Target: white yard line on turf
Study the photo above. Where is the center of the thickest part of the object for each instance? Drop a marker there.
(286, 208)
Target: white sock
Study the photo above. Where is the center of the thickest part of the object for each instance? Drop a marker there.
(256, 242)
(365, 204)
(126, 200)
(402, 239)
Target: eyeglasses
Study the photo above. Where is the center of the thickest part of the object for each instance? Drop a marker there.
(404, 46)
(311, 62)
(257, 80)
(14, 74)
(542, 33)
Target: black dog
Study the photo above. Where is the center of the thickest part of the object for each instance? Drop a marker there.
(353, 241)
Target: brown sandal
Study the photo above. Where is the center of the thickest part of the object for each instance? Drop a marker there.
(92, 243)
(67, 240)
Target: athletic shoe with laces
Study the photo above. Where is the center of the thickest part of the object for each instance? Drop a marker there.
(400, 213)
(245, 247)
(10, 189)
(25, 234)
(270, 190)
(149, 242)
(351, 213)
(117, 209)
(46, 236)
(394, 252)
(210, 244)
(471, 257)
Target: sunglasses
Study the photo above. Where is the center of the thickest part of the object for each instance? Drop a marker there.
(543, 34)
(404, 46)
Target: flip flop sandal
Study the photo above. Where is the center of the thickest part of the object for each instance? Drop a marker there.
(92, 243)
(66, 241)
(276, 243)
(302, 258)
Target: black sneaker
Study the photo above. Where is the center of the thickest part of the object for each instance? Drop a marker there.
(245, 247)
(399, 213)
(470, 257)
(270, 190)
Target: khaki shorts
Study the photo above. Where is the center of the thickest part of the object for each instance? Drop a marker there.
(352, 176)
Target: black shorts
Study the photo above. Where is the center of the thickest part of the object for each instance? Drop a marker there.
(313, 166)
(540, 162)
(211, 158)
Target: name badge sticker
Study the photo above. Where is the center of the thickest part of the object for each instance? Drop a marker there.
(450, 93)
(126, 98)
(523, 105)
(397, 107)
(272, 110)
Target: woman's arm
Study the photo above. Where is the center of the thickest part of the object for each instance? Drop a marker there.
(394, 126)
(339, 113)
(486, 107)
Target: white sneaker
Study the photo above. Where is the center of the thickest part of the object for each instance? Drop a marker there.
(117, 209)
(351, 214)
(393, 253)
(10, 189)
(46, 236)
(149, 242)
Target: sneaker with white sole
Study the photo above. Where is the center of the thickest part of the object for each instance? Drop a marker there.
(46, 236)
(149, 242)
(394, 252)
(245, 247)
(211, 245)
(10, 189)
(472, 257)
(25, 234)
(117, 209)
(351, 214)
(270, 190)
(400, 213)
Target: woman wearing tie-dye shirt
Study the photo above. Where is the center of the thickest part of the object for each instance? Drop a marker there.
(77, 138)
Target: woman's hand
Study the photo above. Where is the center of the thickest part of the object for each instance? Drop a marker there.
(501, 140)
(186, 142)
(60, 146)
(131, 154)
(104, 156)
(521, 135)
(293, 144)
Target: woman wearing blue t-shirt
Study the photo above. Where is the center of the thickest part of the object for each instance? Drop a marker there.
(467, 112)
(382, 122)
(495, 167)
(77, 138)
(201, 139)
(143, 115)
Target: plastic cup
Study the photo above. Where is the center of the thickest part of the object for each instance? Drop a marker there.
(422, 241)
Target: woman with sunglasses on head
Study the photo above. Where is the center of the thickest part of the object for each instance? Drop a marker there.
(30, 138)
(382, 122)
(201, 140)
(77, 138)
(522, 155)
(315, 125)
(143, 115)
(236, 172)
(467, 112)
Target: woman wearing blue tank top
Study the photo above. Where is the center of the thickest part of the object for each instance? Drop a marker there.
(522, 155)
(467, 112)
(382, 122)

--

Please copy out each record, character for character.

**Result of the task:**
Target: white yard line on turf
Study the photo above. Where is the center of the thickest part of the object for each instance? Drop a marker there.
(286, 208)
Target: white sock
Study the photo above. Where is the center of the thickest part of the object for each instance? Drop a marker there.
(256, 242)
(365, 204)
(126, 200)
(402, 239)
Target: eyeglasses
Study the photo above. Where is the center of the thickest part of the object for each instance? Drop a marker there.
(404, 46)
(311, 62)
(257, 80)
(14, 74)
(542, 33)
Target: black dog
Study the photo above. Where is the center of the thickest part of the object for each instance? Drop a marker there.
(353, 241)
Target: brown sandal
Study the photo above. Where is the center of the thickest part of the object for each instance? Drop a marker there.
(92, 243)
(67, 240)
Target: athletic shoe with laces
Study the photo above. Where is the center of the thickest part of the object for each instance? Drop a marker there.
(400, 213)
(245, 247)
(10, 189)
(25, 234)
(270, 190)
(149, 242)
(351, 213)
(117, 209)
(46, 236)
(394, 252)
(210, 244)
(471, 257)
Target: sunglasses
Study the photo above. Where is the center of the thickest part of the object for each instance? Drop a marker there.
(543, 34)
(404, 46)
Target: flip flop sandal
Study the photo above. Where is the center of the thickest part of the object for each instance? Drop a marker there.
(92, 243)
(66, 241)
(276, 243)
(302, 258)
Target: black sneaker
Study the photo above. Where is the center of the thickest part of the object for each instance? Drop a marker there.
(245, 247)
(399, 213)
(470, 257)
(270, 190)
Target: khaki shorts
Study the photo above. Where is the center of the thickest part of the object for each instance? Drop a marker there.
(352, 176)
Target: black shorts
Study the photo above. Where is the center of the thickest part of the object for each instance? Drop a marker there.
(313, 166)
(540, 162)
(211, 158)
Target: name badge sticker
Study the photo above. Where is the center of the thickest part of the object for each instance? Drop a marker there.
(450, 93)
(126, 98)
(523, 105)
(397, 107)
(272, 110)
Target: woman's arm
Study the photo above. Where is the center of the thickest part of the object for each instance? Drop a marker there.
(394, 126)
(339, 113)
(486, 107)
Target: white sneaker
Study the photo above. Where is the center of the thickest part of the object for each instance? Drop a marker there.
(117, 209)
(351, 214)
(393, 253)
(10, 189)
(46, 236)
(149, 242)
Target: sneaker with white sole
Study the photo above. Where is the center of the thickest part of the object for each instance? Drop a marker there.
(46, 236)
(149, 242)
(394, 252)
(245, 247)
(211, 245)
(10, 189)
(472, 257)
(25, 234)
(117, 209)
(351, 214)
(270, 190)
(400, 213)
Target: woman wearing tie-dye shirt
Study the photo above. Where is the center of the thickest part of the object for each instance? Drop a marker there.
(77, 138)
Target: woman's hand
Study the photo above. Where is the center of the thickest part of the object for each instance? Drop a marker there.
(501, 140)
(186, 142)
(60, 146)
(131, 154)
(104, 156)
(521, 135)
(293, 144)
Target: woman wearing blue t-shirt
Study the photo above. Where is the center of the thickest part of the object for each instance? Drop a marker there.
(467, 112)
(382, 122)
(495, 167)
(77, 138)
(201, 139)
(143, 115)
Target: plastic cup
Study the photo above. Where is the center of the thickest part of the object for each instance? Drop a marker there.
(422, 241)
Target: woman with sunglasses on head
Study the photo above. Where is the center of the thickest part of the object for each instance? Drop a marker there.
(30, 138)
(382, 122)
(201, 140)
(77, 138)
(522, 155)
(315, 125)
(143, 115)
(236, 172)
(467, 112)
Target: woman wearing blue tank top
Study the photo above. Where is the center of the thickest part of the object for each instance? Drop a marker there.
(522, 155)
(467, 112)
(382, 122)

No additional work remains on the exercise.